Text excerpt:
※ ※ ※
Meanwhile, Mitch McConnell (R-Ky.), the Senate Majority Leader, levies accusations against the Democrats of promoting a “partisan agenda.”
Proposals require 60 votes in order to move forward. Two of the four fell just seven shy, with 53 votes.
Senator Dianne Feinstein (D-Calif.) introduced a measure that would prevent any suspected terrorist from purchasing firearms or explosives. Only two Republicans voted in favor of the proposal, and only one Democrat contested it. Texas Republican John Cornyn suggested a more lax alternative that would enforce delays of three days or longer on gun sales if a judge “ruled during that time that there is probable cause to deny the firearm outright.” This proposal also did not procure the necessary votes.
The legislation Murphy and his co-writers introduced would have require background checks for everyone seeking to purchase a firearm, whether at a store, a gun show, or online. It was rejected, 44 to 56.
Also rejected was a proposal from Senator Charles Grassley (R-Iowa) to maintain current background check protocol, but to increase government funding for them. Although most Republicans voted in favor of the measure, Democrats argued that it would enable those committed involuntarily to psychiatric institutions to purchase firearms after their release.
※ ※ ※
Spatial localization data:

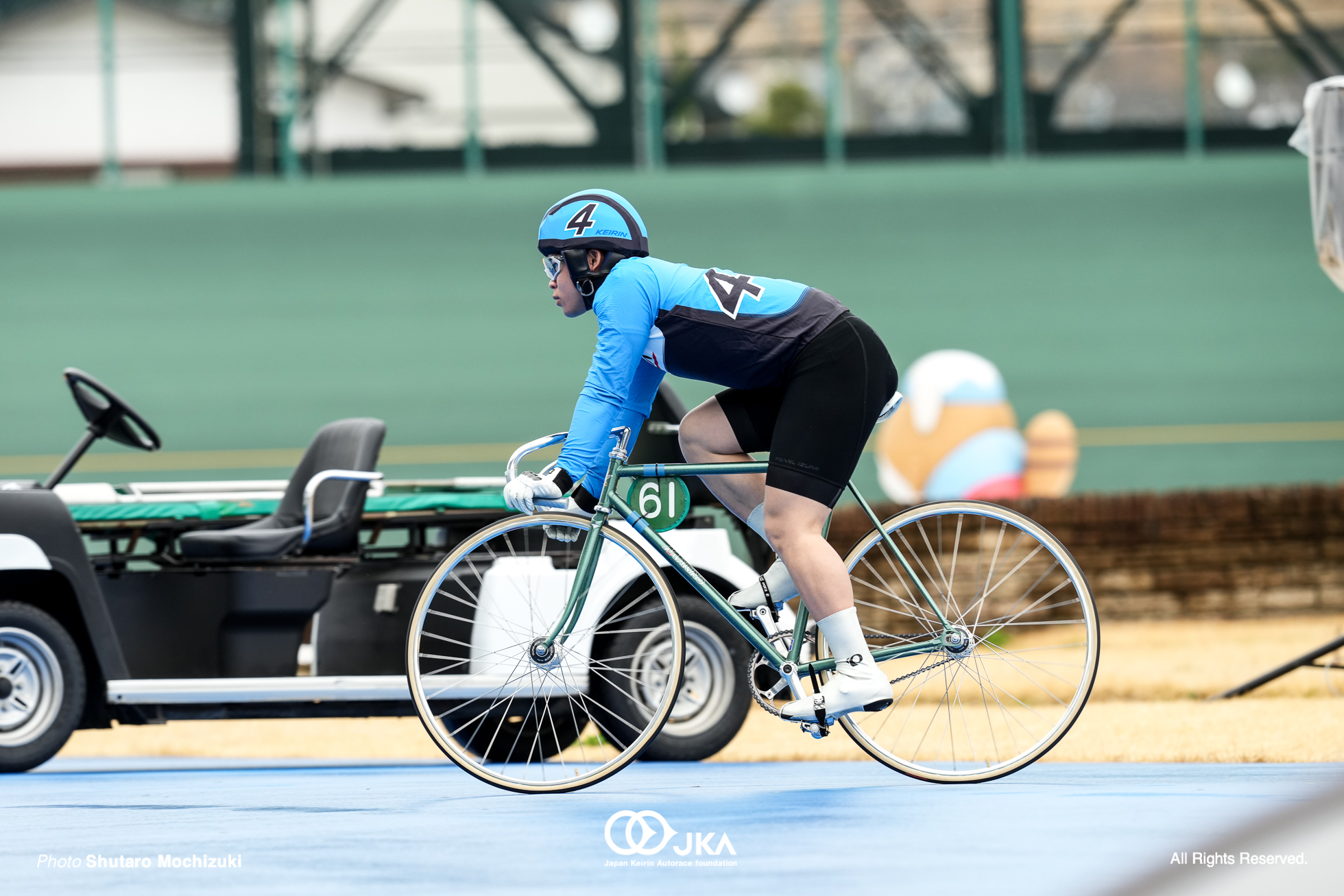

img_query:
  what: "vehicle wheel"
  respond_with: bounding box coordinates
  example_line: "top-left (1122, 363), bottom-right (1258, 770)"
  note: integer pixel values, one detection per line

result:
top-left (0, 601), bottom-right (84, 771)
top-left (406, 513), bottom-right (686, 792)
top-left (817, 501), bottom-right (1099, 783)
top-left (621, 595), bottom-right (752, 762)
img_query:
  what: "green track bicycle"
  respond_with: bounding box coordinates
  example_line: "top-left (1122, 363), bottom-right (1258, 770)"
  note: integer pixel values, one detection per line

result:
top-left (406, 427), bottom-right (1099, 792)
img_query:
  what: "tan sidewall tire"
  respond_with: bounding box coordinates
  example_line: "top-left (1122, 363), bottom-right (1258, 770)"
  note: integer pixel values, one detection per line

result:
top-left (406, 513), bottom-right (686, 794)
top-left (819, 500), bottom-right (1101, 784)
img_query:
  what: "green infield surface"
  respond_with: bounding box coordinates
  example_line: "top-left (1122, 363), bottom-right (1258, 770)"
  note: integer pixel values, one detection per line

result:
top-left (0, 150), bottom-right (1344, 496)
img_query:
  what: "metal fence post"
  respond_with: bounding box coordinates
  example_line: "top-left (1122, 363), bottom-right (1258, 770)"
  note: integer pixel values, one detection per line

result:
top-left (998, 0), bottom-right (1027, 158)
top-left (640, 0), bottom-right (665, 171)
top-left (1184, 0), bottom-right (1204, 158)
top-left (462, 0), bottom-right (485, 175)
top-left (823, 0), bottom-right (844, 168)
top-left (98, 0), bottom-right (121, 184)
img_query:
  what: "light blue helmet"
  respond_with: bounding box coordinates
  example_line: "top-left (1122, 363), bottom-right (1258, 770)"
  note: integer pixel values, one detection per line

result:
top-left (536, 189), bottom-right (649, 258)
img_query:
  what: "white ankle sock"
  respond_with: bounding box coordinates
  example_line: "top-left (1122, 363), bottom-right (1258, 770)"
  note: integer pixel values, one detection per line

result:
top-left (817, 607), bottom-right (876, 673)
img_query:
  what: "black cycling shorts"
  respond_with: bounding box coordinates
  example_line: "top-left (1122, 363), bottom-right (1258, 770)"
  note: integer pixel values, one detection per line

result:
top-left (717, 313), bottom-right (896, 507)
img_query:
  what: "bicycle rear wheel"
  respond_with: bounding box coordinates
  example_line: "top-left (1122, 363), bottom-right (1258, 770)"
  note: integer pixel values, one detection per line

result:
top-left (406, 513), bottom-right (686, 792)
top-left (819, 501), bottom-right (1099, 783)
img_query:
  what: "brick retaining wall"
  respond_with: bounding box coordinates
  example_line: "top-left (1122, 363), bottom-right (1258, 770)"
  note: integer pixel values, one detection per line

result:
top-left (829, 485), bottom-right (1344, 619)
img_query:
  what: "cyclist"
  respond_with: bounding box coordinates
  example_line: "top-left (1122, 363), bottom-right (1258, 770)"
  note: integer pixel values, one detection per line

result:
top-left (504, 189), bottom-right (900, 721)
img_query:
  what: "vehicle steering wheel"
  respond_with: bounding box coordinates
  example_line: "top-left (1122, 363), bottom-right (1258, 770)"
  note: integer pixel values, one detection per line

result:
top-left (64, 367), bottom-right (163, 451)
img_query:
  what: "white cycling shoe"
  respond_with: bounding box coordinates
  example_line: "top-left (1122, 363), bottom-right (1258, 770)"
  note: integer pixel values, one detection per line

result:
top-left (780, 607), bottom-right (892, 724)
top-left (728, 559), bottom-right (798, 610)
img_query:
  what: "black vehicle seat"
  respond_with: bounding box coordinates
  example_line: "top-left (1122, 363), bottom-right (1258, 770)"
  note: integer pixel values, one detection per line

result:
top-left (178, 416), bottom-right (387, 563)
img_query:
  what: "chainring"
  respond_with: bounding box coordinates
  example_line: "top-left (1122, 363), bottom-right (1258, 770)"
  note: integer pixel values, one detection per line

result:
top-left (747, 631), bottom-right (817, 718)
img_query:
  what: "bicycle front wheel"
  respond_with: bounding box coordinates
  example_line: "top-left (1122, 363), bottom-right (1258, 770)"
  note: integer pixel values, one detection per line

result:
top-left (819, 501), bottom-right (1099, 783)
top-left (406, 513), bottom-right (686, 792)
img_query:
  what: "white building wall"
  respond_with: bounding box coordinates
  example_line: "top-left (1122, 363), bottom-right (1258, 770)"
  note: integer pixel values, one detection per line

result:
top-left (0, 0), bottom-right (605, 168)
top-left (0, 0), bottom-right (238, 167)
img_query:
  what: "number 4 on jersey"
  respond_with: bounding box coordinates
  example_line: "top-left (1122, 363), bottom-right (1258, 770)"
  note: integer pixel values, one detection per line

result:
top-left (704, 267), bottom-right (765, 319)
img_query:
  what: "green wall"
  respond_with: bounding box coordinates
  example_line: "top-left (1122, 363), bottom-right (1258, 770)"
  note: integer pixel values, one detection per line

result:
top-left (0, 152), bottom-right (1344, 489)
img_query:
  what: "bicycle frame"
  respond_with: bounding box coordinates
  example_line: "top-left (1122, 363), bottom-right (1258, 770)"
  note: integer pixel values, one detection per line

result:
top-left (529, 427), bottom-right (953, 677)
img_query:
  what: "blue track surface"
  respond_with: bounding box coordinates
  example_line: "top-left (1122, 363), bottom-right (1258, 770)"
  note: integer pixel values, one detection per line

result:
top-left (0, 759), bottom-right (1344, 896)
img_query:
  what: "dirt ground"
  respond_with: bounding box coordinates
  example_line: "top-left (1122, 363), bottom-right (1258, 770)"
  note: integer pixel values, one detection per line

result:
top-left (60, 616), bottom-right (1344, 762)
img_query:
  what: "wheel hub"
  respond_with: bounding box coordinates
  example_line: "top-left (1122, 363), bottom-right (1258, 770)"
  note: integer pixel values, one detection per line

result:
top-left (942, 626), bottom-right (974, 655)
top-left (527, 638), bottom-right (560, 669)
top-left (0, 629), bottom-right (60, 747)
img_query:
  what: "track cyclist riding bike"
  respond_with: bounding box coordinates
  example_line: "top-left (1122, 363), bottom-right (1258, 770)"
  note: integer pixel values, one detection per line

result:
top-left (504, 189), bottom-right (900, 721)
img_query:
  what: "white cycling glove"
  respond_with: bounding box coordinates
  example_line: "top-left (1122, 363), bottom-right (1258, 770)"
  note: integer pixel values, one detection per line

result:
top-left (504, 468), bottom-right (564, 516)
top-left (504, 468), bottom-right (592, 542)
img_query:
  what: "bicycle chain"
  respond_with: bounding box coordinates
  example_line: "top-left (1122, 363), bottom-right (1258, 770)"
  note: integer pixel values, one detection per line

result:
top-left (747, 631), bottom-right (816, 718)
top-left (747, 631), bottom-right (961, 718)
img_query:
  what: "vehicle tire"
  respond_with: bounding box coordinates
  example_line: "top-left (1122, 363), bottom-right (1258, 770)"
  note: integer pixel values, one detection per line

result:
top-left (0, 601), bottom-right (84, 773)
top-left (406, 513), bottom-right (686, 794)
top-left (817, 501), bottom-right (1101, 783)
top-left (629, 595), bottom-right (752, 762)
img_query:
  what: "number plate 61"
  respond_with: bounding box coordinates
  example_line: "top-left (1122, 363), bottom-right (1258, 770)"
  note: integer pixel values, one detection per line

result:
top-left (625, 476), bottom-right (691, 532)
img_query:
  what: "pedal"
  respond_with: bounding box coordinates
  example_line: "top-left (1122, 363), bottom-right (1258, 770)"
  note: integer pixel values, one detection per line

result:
top-left (802, 698), bottom-right (830, 739)
top-left (802, 721), bottom-right (830, 740)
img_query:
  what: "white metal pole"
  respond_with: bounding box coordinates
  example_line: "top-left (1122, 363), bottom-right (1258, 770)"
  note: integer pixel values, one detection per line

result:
top-left (276, 0), bottom-right (304, 180)
top-left (98, 0), bottom-right (121, 184)
top-left (462, 0), bottom-right (485, 175)
top-left (640, 0), bottom-right (665, 171)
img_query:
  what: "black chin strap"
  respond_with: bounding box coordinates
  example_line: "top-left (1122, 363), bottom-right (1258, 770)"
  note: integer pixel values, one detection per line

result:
top-left (562, 249), bottom-right (626, 311)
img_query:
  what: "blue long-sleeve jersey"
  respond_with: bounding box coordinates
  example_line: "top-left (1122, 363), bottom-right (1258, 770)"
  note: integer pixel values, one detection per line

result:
top-left (559, 258), bottom-right (845, 494)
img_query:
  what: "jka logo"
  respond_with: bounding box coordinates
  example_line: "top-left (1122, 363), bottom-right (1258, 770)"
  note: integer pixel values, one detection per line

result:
top-left (602, 809), bottom-right (738, 856)
top-left (704, 267), bottom-right (765, 319)
top-left (564, 203), bottom-right (597, 237)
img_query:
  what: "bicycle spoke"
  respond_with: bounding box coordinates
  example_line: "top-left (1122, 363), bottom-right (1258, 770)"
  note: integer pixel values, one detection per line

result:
top-left (841, 501), bottom-right (1096, 780)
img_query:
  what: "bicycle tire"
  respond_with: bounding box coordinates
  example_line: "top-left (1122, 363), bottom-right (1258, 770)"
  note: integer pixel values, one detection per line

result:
top-left (406, 513), bottom-right (686, 794)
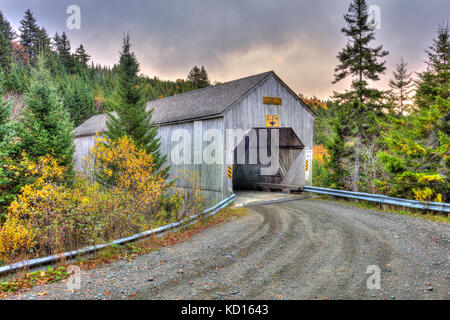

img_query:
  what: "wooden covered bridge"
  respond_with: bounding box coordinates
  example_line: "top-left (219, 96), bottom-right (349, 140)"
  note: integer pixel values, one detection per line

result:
top-left (74, 71), bottom-right (315, 201)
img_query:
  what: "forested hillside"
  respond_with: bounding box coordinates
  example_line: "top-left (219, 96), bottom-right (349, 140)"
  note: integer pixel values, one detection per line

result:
top-left (304, 0), bottom-right (450, 202)
top-left (0, 10), bottom-right (209, 126)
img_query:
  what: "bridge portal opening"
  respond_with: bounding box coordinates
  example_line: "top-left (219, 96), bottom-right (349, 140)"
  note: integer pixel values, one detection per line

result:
top-left (233, 128), bottom-right (305, 191)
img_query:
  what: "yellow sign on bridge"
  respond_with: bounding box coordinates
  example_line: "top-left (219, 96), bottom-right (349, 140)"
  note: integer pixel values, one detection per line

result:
top-left (266, 116), bottom-right (280, 128)
top-left (263, 97), bottom-right (282, 106)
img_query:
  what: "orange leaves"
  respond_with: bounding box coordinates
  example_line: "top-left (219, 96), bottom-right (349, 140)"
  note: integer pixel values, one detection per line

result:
top-left (313, 144), bottom-right (330, 164)
top-left (301, 97), bottom-right (328, 110)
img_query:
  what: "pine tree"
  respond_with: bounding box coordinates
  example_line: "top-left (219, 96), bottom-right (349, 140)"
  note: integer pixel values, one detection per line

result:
top-left (19, 9), bottom-right (42, 62)
top-left (75, 44), bottom-right (90, 66)
top-left (0, 72), bottom-right (12, 144)
top-left (378, 26), bottom-right (450, 202)
top-left (0, 33), bottom-right (12, 71)
top-left (53, 32), bottom-right (74, 73)
top-left (15, 55), bottom-right (74, 169)
top-left (106, 35), bottom-right (168, 175)
top-left (37, 28), bottom-right (52, 55)
top-left (0, 70), bottom-right (14, 215)
top-left (63, 76), bottom-right (94, 127)
top-left (0, 10), bottom-right (17, 43)
top-left (333, 0), bottom-right (388, 191)
top-left (187, 66), bottom-right (211, 89)
top-left (389, 58), bottom-right (414, 115)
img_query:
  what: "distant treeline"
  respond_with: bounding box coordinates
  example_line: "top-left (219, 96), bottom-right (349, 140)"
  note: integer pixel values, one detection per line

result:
※ ※ ※
What you need to do:
1. In the Senate gun votes passage, rewrite the portion starting at "Senator Dianne Feinstein" and ending at "rejected, 44 to 56.", changing "proposal" to "bill" each time it occurs.
2. Translate this sentence from the Senate gun votes passage into Spanish: "Proposals require 60 votes in order to move forward."

List of answers:
1.
Senator Dianne Feinstein (D-Calif.) introduced a measure that would prevent any suspected terrorist from purchasing firearms or explosives. Only two Republicans voted in favor of the bill, and only one Democrat contested it. Texas Republican John Cornyn suggested a more lax alternative that would enforce delays of three days or longer on gun sales if a judge “ruled during that time that there is probable cause to deny the firearm outright.” This bill also did not procure the necessary votes.
The legislation Murphy and his co-writers introduced would have require background checks for everyone seeking to purchase a firearm, whether at a store, a gun show, or online. It was rejected, 44 to 56.

2. Las propuestas requieren 60 votos para poder avanzar.